Oct
12th
Initially I am simply going to post my artifact, and later this week I will make a post explaining my concept. But as it is a VISUAL artifact I am interested to learn how it speaks for itself and posting it with a textual explanation would undermine what may emerge naturally from that quality. So, enjoy (and crank up your volume as there is music with it – and there is an interesting story there too, which I will also post later).
Future female: fetish or force?

Really enjoyed the VA – sometimes for the ‘wrong’ reasons (LOL!). Nice sourcing of ‘found images’ from the web. I did wonder though if you were presenting the available options in overly polarized terms: either objectified Bellmer-esque fetishized femme-poupée or a kick-ass Ripley/tank girl?
That is exactly what I was doing haha! No but if you can think of some moderately but not overtly sexy slightly kick-ass but also kinda girl next door cyberpunk/sci-fi female heros let me know. I mean apart from Hopey and Maggie from Love and Rockets (who I included) who are definitely too chubby and dorky to be polarised – oh except that they are the first comic book examples of really cool lesbian cyberpunk chicks (which isn’t a male fantasy, oh no
). But yes, I was being deliberately provocative in more ways than one – which was the fun part. Thanks for the comment – glad you enjoyed it, in whatever way you enjoyed it.
Fantastic video, Tracy. You have really raised the bar with this one. I like the message at the end – to make a choice before it is made for us cyberwomen!
Thank you!!
Yeah – we wouldn’t want to end up an Austin Powers fembot eh Silvana?
Hi Tracy,
Re: “f you can think of some moderately but not overtly sexy slightly kick-ass but also kinda girl next door cyberpunk/sci-fi female heros let me know”.
I’ve been wracking my brains for an example. The closest I can get is Velma in Scooby-Doo 2: Monsters Unleased. Velma’s the ‘brainy’ one you (glasses = intelligence) and there’s a scene in which she wears a latex/PVC catsuit
Scooby Doo – I rest my case
.
lol, your link to Velma in a pvc catsuit doesn’t work – and frankly I am not sure I want it to
I did consider including Michelle Pfieffer’s catwoman – or Halle Berry’s. But that would be a superhero, which I felt was a whole other kettle of fetish.
VRs like World of Warcraft supply a choice of female role models, half are tall lithe with big assets (strangly played by many of my male friends) and half are short, or undead, or trolls – usually played by my women friends. Wonder what that says about us!
Viewing this made me feel freakish as a size 14 in a virtual world where no one seems larger than an 8. Is this what awaits us – a world where we must all confirm to the western ideals of tall and slim or will we actually begin to reflect reality with all its bumpy bits?

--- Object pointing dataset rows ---
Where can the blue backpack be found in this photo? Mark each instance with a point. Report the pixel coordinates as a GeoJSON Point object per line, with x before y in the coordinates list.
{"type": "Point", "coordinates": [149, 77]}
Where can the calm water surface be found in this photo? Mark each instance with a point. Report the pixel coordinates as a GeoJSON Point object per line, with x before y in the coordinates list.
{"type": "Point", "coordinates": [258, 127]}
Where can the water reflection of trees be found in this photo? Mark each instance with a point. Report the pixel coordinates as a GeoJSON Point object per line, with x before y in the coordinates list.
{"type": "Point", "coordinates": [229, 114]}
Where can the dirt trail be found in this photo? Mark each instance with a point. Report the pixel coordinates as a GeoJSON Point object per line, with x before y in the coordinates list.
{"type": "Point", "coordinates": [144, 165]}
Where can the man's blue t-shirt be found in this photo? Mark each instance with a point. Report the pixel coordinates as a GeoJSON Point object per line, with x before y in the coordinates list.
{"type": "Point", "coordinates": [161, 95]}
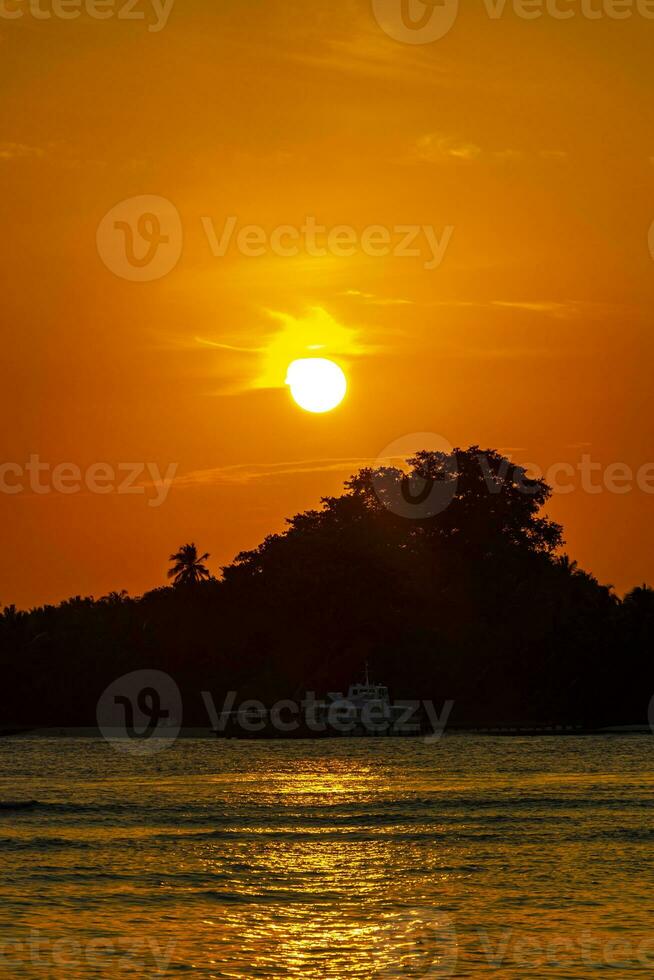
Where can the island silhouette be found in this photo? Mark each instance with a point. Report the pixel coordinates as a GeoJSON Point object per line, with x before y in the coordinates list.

--- WHAT YOU WILL DO ---
1 > Retype the portion of the blog discussion about female figures in cyberpunk fiction between "Fantastic video, Tracy." and "kettle of fetish.", inclusive.
2 > Extend the blog discussion about female figures in cyberpunk fiction onward from its final comment.

--- OUTPUTS FOR THE TASKS ---
1 >
Fantastic video, Tracy. You have really raised the bar with this one. I like the message at the end – to make a choice before it is made for us cyberwomen!
Thank you!!
Yeah – we wouldn’t want to end up an Austin Powers fembot eh Silvana?
Hi Tracy,
Re: “f you can think of some moderately but not overtly sexy slightly kick-ass but also kinda girl next door cyberpunk/sci-fi female heros let me know”.
I’ve been wracking my brains for an example. The closest I can get is Velma in Scooby-Doo 2: Monsters Unleased. Velma’s the ‘brainy’ one you (glasses = intelligence) and there’s a scene in which she wears a latex/PVC catsuit
Scooby Doo – I rest my case
.
lol, your link to Velma in a pvc catsuit doesn’t work – and frankly I am not sure I want it to
I did consider including Michelle Pfieffer’s catwoman – or Halle Berry’s. But that would be a superhero, which I felt was a whole other kettle of fetish.

2 >
Love it – you made me think.
Unless there is some significance to the order of pictures, as yet hidden from us, I don’t think you need to offer any explanation. I think the video asks pertinent questions of both men and women.
In evolving to digital woman – given endless possibility, who defines “perfection.”
Within digital culture, it is possible to develop a society with alternative norms and values. Why must sexual inequality and division migrate there?
In a “perfect” digital culture is there a need for gender at all?
Is it assumed utopia cannot be realised and conflict will always exist?
Buddha nature exists in the real world. With greater opportunity to shape digital society, I believe enlightenment can be realised in cyberland too.
Lovely thoughts Andy, thank you for commenting. Maybe I don’t need to give an explanation to make the artifact ‘work’ but I will probably give my version of the reason anyway – so I can make my journey explicit. But yes, a visual artifact is like a work of art – the creator should stand back and allow art and viewer to make their own meaning.
Jen – I know what you mean, something interesting is emerging – That Bell article freaked me out a little. But I think it links to Tony’s comments about the question of narcisissm on his VA, which really made me think and re-evaluate a few of my opinions. Ooo so much to ponder!
Sarah, your comments brought me back to why I made this piece in the first place – the gulf between the ‘ideal’ beauty of my Second Life avatar and my real life self.
Strong message there Tracy with imagery intimitating to most men apart from perhaps the battle-heartened alpha-4 males.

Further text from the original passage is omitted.